First off, I have to say thanks to everyone here who provided feedback. Your suggestions were great. Secondly, I must give some kudos to our tour organizer, Guillermo at Peru Best Tours. He was awesome. My girlfriend and I are not normally the types to take organized tours, but it was definitely worth it. PBT are family owned and operated and really made a personal effort to make sure we had a great time. Guillermo gave us a cell phone to constantly check up on us, and even spent time taking us out to Miraflores during our 5 hour layover in Lima on the way back.

On to the trip report… We did the “Best of the Andes” package and flew into Lima and connected directly on to Cusco staying at the Rumi Punku. Very nice hotel, helpful staff, hot showers, front door security, centrally located, all good. Our first day we did an informative city tour including trips out to the nearby ruins Koricancha, Sacsayhuaman, Puca-Pucara and Tambomachay. This was informative and a good way to get started.

The next day, we toured several other ruins including Pisaq, Ollantaytambo and Chincheros. Pisaq is incredible…big and an excellent hiking area. We kept running into local groups of school children who were very excited to get their picture taken with us. It was fun and funny.

The next day was spent doing the 2 day inca trail. I highly recommend this. If you go out on the first train in the morning, you’ll miss some of the “traffic” on the trail. We were very lucky and only saw one other group of hikers. Our guide, Eddie, was great and even had dinner with us that night. I can’t encourage this enough- just do it.

+-------+

CHALLENGE A – According to the Peru trip report, where did the writer stay in Cusco?

+-------+

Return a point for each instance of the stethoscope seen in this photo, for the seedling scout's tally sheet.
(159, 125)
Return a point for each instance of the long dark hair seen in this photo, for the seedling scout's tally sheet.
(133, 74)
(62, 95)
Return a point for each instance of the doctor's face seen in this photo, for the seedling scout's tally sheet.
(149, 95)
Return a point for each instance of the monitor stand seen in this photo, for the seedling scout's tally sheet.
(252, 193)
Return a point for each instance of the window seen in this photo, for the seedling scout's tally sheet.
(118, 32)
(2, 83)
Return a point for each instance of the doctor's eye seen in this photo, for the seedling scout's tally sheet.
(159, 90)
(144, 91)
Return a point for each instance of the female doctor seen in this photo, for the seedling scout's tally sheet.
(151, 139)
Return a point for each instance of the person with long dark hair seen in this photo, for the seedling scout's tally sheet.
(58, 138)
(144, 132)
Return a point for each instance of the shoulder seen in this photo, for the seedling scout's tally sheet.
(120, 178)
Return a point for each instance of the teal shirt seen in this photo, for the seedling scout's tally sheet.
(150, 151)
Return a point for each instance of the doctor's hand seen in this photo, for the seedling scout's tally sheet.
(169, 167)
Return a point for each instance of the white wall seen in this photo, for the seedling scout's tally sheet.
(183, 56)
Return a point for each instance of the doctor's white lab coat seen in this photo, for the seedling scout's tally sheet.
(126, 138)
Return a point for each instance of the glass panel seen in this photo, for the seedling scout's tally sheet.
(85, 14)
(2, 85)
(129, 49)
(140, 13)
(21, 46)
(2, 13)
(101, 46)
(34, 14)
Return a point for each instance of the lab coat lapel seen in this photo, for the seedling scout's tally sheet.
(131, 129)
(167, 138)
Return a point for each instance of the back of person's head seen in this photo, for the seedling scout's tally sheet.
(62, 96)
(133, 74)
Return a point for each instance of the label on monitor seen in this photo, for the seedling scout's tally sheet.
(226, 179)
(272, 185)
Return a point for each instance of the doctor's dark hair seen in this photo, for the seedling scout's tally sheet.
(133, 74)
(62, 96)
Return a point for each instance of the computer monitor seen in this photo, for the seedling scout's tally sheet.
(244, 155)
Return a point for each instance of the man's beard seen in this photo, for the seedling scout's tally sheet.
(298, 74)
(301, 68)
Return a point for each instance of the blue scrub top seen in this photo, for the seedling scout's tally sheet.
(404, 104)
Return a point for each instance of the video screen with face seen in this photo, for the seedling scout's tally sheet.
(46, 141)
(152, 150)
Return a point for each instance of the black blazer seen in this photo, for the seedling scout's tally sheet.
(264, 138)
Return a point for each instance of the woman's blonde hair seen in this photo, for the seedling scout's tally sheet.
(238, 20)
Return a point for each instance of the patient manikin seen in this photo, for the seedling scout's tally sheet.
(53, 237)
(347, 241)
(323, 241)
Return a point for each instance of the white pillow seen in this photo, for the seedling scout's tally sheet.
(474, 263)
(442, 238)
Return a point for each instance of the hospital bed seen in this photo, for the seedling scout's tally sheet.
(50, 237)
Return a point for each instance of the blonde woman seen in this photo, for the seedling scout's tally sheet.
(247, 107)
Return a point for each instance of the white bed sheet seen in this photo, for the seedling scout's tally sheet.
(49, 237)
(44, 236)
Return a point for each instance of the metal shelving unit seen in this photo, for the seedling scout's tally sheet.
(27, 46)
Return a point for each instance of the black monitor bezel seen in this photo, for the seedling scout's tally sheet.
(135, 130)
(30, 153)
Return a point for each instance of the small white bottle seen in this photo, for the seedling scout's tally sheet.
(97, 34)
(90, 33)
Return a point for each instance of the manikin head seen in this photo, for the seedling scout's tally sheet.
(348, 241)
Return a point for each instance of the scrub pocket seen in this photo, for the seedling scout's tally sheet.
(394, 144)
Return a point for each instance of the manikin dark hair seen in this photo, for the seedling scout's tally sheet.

+-------+

CHALLENGE B – Identify every line of the listing above that contains the word "long".

OUTPUT A – The Rumi Punku.

OUTPUT B –
Return a point for each instance of the long dark hair seen in this photo, for the seedling scout's tally sheet.
Return a point for each instance of the person with long dark hair seen in this photo, for the seedling scout's tally sheet.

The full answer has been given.